*Task requirements*
Give back the full data, unchanged and complete.

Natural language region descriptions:
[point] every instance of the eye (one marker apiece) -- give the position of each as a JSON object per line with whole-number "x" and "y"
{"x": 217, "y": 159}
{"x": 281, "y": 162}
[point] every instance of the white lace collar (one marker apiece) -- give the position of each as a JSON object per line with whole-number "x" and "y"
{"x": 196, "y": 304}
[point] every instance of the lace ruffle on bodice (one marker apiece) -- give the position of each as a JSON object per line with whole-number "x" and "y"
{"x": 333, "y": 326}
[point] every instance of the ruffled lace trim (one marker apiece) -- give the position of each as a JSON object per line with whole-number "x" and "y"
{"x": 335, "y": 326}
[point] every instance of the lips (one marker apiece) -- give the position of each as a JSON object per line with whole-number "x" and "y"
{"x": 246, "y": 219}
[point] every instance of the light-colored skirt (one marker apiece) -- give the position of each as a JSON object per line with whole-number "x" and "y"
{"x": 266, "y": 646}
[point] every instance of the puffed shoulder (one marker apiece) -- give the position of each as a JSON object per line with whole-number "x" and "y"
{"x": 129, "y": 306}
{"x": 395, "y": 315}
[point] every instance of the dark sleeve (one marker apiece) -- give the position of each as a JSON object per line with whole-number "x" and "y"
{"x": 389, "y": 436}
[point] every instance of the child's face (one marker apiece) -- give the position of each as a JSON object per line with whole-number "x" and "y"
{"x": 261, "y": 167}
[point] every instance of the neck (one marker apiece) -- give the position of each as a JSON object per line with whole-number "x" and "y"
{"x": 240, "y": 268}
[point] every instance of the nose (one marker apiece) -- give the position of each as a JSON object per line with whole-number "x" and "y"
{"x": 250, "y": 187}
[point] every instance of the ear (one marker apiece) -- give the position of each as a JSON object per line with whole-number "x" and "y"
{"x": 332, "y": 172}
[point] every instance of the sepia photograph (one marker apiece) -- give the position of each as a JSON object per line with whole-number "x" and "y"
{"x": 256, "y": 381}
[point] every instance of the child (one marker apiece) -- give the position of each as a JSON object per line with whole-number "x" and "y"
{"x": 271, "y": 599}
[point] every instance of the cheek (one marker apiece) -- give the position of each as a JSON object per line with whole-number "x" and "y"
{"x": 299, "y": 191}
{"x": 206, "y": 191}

*Task output*
[point] every instance of the eye (one marker apiece) -- give the position of each as a JSON object per line with whole-number "x" and "y"
{"x": 217, "y": 159}
{"x": 281, "y": 162}
[point] every instance of the white lace collar (one marker apiece) -- give the position of each as a JSON object per line with whole-number "x" and "y"
{"x": 196, "y": 304}
[point] every instance of the lace ruffle on bodice (one marker apiece) -- give the position of each as a JSON object per line with whole-number "x" and "y"
{"x": 333, "y": 326}
[point] every instance of the ruffled lace trim (one marker apiece) -- give the position of each as a JSON object per line with whole-number "x" and "y"
{"x": 335, "y": 326}
[point] every instance of the lips (one marker apiece) -- give the position of each as a JSON object per line with whole-number "x" and "y"
{"x": 246, "y": 219}
[point] every instance of the light-colored skirt (one marker apiece) -- give the position of each as a JSON object per line with whole-number "x" and "y"
{"x": 266, "y": 646}
[point] every instance of the puffed shoulder (one marker apiece) -- give the position of each as a JSON object per line with whole-number "x" and "y"
{"x": 129, "y": 306}
{"x": 395, "y": 315}
[point] every instance of the dark sleeve (one marker apiece) -- give the position of each as a JSON object per line with whole-number "x" and "y"
{"x": 389, "y": 436}
[point] every instance of the child's face (one marker apiece) -- give the position of each as a JSON object per line with whole-number "x" and "y"
{"x": 261, "y": 167}
[point] every instance of the neck (one marker apiece) -- give the position of each as a JSON object per line with whole-number "x" and "y"
{"x": 240, "y": 268}
[point] every instance of the nose (one marker apiece) -- give the position of each as a JSON object per line with whole-number "x" and "y"
{"x": 250, "y": 187}
[point] every instance of the ear (one marker apiece) -- give the position of each as a JSON object per line with whole-number "x" and "y"
{"x": 332, "y": 172}
[point] every instance of the sepia photograph (one marker apiece) -- give the position of each as a JSON object per line with whole-number "x" and "y"
{"x": 256, "y": 381}
[point] every instance of the child (one marker apiece) -- give the position of each as a JSON object per line with whole-number "x" and "y"
{"x": 271, "y": 599}
[point] every instance of the cheek (one marker apiece) -- give the position of each as a JSON object per line with whole-number "x" and "y"
{"x": 299, "y": 191}
{"x": 206, "y": 191}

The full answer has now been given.